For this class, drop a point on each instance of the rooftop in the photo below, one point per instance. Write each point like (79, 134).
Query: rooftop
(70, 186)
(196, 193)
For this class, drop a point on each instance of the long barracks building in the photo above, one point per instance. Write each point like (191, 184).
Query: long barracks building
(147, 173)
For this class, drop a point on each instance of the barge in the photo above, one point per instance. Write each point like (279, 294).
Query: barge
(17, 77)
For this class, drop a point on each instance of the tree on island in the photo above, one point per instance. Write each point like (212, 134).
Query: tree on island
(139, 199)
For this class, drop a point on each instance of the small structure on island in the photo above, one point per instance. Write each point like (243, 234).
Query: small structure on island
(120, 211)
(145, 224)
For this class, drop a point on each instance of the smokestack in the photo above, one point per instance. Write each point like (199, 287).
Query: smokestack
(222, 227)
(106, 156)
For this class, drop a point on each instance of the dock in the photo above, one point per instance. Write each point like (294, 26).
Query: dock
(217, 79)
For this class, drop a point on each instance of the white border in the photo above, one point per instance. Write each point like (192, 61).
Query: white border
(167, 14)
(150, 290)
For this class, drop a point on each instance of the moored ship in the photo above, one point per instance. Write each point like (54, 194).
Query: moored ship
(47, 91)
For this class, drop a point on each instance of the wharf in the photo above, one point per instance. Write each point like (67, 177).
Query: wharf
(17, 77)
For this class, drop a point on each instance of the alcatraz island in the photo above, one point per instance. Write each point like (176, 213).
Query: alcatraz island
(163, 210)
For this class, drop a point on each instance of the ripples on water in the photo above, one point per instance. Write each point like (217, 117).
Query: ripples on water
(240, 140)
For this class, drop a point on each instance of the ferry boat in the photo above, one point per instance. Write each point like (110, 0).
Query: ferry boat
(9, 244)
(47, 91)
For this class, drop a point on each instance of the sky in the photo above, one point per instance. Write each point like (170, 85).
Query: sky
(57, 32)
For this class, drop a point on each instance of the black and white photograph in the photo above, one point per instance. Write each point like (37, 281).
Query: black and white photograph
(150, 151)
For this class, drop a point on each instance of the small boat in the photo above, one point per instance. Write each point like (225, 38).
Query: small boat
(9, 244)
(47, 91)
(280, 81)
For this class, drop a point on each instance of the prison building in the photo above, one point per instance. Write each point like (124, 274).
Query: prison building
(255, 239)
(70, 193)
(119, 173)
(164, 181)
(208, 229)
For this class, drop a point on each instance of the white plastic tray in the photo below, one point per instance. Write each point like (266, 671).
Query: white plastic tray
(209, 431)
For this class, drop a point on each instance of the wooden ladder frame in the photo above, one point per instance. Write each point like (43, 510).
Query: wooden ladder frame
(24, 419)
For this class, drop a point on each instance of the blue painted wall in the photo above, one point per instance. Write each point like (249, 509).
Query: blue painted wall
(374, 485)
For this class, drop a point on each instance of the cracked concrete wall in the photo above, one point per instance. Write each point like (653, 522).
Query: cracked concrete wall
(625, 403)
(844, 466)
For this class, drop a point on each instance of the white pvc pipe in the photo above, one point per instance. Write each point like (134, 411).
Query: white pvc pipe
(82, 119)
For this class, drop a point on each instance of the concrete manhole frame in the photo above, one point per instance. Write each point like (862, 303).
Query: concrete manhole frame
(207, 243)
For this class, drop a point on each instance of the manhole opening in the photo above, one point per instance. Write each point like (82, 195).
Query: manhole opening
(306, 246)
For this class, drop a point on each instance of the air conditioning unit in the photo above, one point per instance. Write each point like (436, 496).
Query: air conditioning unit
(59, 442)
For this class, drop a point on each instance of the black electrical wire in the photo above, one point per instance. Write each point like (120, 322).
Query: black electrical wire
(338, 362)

====

▸ **Aim of the task**: Every record should be given again exactly.

▸ **Solution to the exercise**:
For this class, drop a point on each instance of the rooftop in the photo below, one point per instance. Write each point like (79, 134).
Query: rooftop
(70, 186)
(196, 193)
For this class, drop a point on each instance of the long barracks building in the photo above, one point per instance. Write each point like (191, 184).
Query: long barracks building
(147, 173)
For this class, drop a point on each instance of the barge in the photo above, one point per instance. Write each point like (279, 294).
Query: barge
(17, 77)
For this class, drop a point on each instance of the tree on island in the photo above, one point per instance. Write each point like (212, 134).
Query: tree on island
(139, 199)
For this class, drop a point on each instance of the small structure on island in the photo above, one point per instance. Write each point like (243, 234).
Query: small structure on island
(120, 211)
(145, 224)
For this class, drop a point on each instance of the smokestack in the photo above, one point per instance. Write each point like (199, 287).
Query: smokestack
(222, 227)
(106, 156)
For this class, drop a point on each instance of the dock in the photo above, one point per instance. Write each point like (294, 26).
Query: dock
(217, 79)
For this class, drop a point on each instance of the white border in the photo above, one point per instance. Write each point like (192, 61).
Query: white border
(167, 14)
(150, 290)
For this class, drop a point on each instance of the moored ship in the photo above, one point per instance. Write each point like (54, 194).
Query: moored ship
(47, 91)
For this class, drop a point on each instance of the wharf in the photo above, one point per instance. Write each point like (67, 177).
Query: wharf
(17, 77)
For this class, drop a point on each instance of the alcatraz island in the photo above, one point per instance. Write each point like (176, 213).
Query: alcatraz island
(163, 210)
For this class, drop a point on each instance of the ripples on water in the photo above, one point per instance. Write each point like (217, 117).
Query: ripples on water
(240, 140)
For this class, drop a point on each instance of the ferry boat in the photo above, one point per instance. Write each point like (110, 0).
Query: ferry boat
(9, 244)
(47, 91)
For this class, drop a point on each instance of the sky in the photo above, one point per instance. Write each point like (170, 85).
Query: sky
(57, 32)
For this class, drop a point on each instance of the black and white photograph in the photo above, one point per instance. Write each point like (37, 281).
Query: black and white photograph
(150, 151)
For this class, drop a point on each instance of the small boat in the photo above, one point per instance. Write each point like (225, 38).
Query: small boat
(9, 244)
(47, 91)
(280, 81)
For this class, drop a point on each instance of the prison building in the photo above, one point per instance. Write each point like (124, 274).
Query: prison building
(255, 239)
(70, 193)
(119, 173)
(164, 181)
(208, 229)
For this class, drop a point on each instance of the white plastic tray in the photo below, one point per instance. Write each point like (266, 671).
Query: white plastic tray
(209, 431)
For this class, drop a point on each instance of the wooden ladder frame in the photo above, one point per instance. Write each point like (43, 510).
Query: wooden ladder frame
(24, 419)
For this class, drop a point on each instance of the blue painted wall in the photo above, one point per instance. Write each point like (249, 509).
Query: blue painted wall
(374, 485)
For this class, drop a point on each instance of the cracked concrete wall in the photo above, one point per instance. Write each point like (653, 522).
Query: cracked concrete wall
(625, 403)
(844, 466)
For this class, drop a point on each instance of the white pvc pipe in the photo above, one point per instance. Write each point like (134, 411).
Query: white pvc pipe
(82, 119)
For this class, drop a point on each instance of the concrete manhole frame in the photo above, one point per instance. Write each point like (862, 303).
Query: concrete manhole frame
(207, 243)
For this class, drop a point on each instance of the manhole opening in the photo above, one point per instance. Write each point like (82, 195).
Query: manhole opening
(306, 246)
For this class, drop a point on each instance of the air conditioning unit in the photo above, one point per instance. Write each point like (436, 496).
Query: air conditioning unit
(59, 442)
For this class, drop a point on each instance of the black electrical wire in the photo above, one point per instance. Write each point like (120, 322).
Query: black electrical wire
(338, 362)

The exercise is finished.